WHAT THE EXERCISE ASKS: Find each line in the material below that contains the word "figure", and copy those lines.

DATASET RECORDS:
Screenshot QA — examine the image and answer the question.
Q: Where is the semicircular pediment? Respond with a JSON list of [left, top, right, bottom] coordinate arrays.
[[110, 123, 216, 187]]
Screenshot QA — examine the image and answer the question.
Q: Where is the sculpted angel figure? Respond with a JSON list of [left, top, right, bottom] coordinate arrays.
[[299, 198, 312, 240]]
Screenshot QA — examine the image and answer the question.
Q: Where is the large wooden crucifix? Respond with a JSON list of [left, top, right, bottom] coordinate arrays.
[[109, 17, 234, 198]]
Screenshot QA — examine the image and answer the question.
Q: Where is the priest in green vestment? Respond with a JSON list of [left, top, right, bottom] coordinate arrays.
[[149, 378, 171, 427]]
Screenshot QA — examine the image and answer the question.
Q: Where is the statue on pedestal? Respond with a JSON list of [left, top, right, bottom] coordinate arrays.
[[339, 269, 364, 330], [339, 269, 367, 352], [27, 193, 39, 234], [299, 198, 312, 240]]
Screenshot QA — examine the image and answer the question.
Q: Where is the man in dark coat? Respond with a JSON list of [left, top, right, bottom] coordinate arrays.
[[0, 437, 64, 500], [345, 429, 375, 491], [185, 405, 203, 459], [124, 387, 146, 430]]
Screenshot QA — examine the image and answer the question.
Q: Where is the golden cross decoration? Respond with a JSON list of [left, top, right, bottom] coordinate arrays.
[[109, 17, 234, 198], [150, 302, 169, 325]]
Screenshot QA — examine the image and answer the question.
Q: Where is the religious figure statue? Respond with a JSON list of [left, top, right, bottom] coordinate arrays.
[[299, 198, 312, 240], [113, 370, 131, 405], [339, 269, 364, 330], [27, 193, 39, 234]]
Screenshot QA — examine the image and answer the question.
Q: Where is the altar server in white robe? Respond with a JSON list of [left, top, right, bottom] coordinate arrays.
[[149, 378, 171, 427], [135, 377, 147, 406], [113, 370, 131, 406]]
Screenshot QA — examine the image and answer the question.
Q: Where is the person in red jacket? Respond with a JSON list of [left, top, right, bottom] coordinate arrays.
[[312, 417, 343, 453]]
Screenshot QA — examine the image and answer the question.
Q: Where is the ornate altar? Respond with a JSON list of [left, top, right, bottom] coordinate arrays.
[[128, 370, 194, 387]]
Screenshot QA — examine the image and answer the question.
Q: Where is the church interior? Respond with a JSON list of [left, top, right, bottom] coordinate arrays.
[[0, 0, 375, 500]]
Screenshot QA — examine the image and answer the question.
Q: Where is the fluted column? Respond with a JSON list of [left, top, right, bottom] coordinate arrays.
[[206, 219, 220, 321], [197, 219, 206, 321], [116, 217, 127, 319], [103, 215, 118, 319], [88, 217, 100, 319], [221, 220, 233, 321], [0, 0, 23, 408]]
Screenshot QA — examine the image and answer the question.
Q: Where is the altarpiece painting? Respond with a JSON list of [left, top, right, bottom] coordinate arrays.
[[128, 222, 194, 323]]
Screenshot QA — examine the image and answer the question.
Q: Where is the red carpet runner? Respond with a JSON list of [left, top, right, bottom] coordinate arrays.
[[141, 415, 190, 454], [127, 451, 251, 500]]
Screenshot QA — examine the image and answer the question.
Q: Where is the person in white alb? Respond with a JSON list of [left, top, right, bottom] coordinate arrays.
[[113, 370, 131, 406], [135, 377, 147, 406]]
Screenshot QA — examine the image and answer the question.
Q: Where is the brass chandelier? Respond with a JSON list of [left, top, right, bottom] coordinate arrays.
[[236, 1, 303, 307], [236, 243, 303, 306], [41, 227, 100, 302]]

CORRECT OUTPUT:
Q: Where is the sculpted angel figure? Respond with a JSON list of [left, top, right, bottom] coordinate arrays.
Q: Where is the religious figure statue? Respond with a JSON list of [left, top, right, bottom] coordinate arrays.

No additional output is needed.